Provided records:
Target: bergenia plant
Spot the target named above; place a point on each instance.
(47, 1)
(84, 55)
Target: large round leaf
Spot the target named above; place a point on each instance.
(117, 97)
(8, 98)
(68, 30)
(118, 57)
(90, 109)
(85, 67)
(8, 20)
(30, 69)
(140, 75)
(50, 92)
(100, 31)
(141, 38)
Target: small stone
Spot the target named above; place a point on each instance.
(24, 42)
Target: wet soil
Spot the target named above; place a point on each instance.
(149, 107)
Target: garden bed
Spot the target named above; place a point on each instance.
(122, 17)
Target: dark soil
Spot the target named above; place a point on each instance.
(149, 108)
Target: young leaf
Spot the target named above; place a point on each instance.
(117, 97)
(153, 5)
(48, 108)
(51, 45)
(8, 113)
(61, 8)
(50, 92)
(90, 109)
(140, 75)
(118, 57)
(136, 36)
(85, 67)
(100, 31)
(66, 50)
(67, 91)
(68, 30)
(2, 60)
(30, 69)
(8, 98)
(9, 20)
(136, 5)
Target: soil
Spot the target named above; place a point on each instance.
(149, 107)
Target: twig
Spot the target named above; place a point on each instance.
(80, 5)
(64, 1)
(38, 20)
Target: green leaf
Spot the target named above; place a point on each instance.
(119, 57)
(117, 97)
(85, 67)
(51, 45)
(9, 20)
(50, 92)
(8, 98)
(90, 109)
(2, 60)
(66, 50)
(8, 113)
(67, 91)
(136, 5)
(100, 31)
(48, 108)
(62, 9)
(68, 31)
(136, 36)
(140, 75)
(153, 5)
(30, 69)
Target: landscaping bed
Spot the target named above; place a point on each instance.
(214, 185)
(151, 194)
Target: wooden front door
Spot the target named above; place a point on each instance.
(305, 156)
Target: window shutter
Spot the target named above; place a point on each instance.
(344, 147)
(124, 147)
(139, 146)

What the task requires:
Repeat the material above in full, exactly as it stands.

Final answer:
Target: bergenia plant
Spot the target named above; place a point on each instance.
(47, 1)
(84, 55)
Target: large round leaf
Spot the target named above; place a point on each instance.
(117, 97)
(8, 98)
(68, 30)
(118, 57)
(90, 109)
(85, 67)
(8, 20)
(30, 69)
(140, 75)
(50, 92)
(100, 31)
(141, 38)
Target: small stone
Spot the target named above; place a point on each instance.
(24, 42)
Target: wet soil
Spot the target named above; place a point on each instance.
(149, 107)
Target: garden bed
Spot the target named above; place a point on each instance.
(122, 17)
Target: dark soil
Spot the target named above; place a point on each instance.
(149, 108)
Target: young leaf
Spot the target named above; place a point on each instance.
(117, 97)
(153, 5)
(48, 108)
(51, 45)
(8, 113)
(61, 8)
(50, 92)
(90, 109)
(140, 75)
(118, 57)
(136, 36)
(85, 67)
(100, 31)
(66, 50)
(67, 91)
(68, 30)
(2, 60)
(30, 69)
(8, 98)
(9, 20)
(136, 5)
Target: soil
Spot the target named above; place a point on each instance.
(149, 107)
Target: twig
Spot the target named above; place a point on each instance.
(80, 5)
(64, 1)
(38, 20)
Target: green leaf
Spot the target named above; place a point on each instance.
(119, 57)
(117, 97)
(85, 67)
(51, 45)
(9, 20)
(50, 92)
(8, 98)
(90, 109)
(2, 60)
(66, 50)
(8, 113)
(67, 91)
(136, 5)
(100, 31)
(48, 108)
(62, 9)
(68, 31)
(136, 36)
(140, 75)
(153, 5)
(30, 69)
Target: landscaping bed
Spot the target named above; place a point on each instance.
(214, 185)
(151, 194)
Target: wooden front door
Spot the target named above; place a point on each instance.
(305, 156)
Target: window shutter
Spot the target named above; place a point on each instance.
(344, 147)
(124, 147)
(139, 146)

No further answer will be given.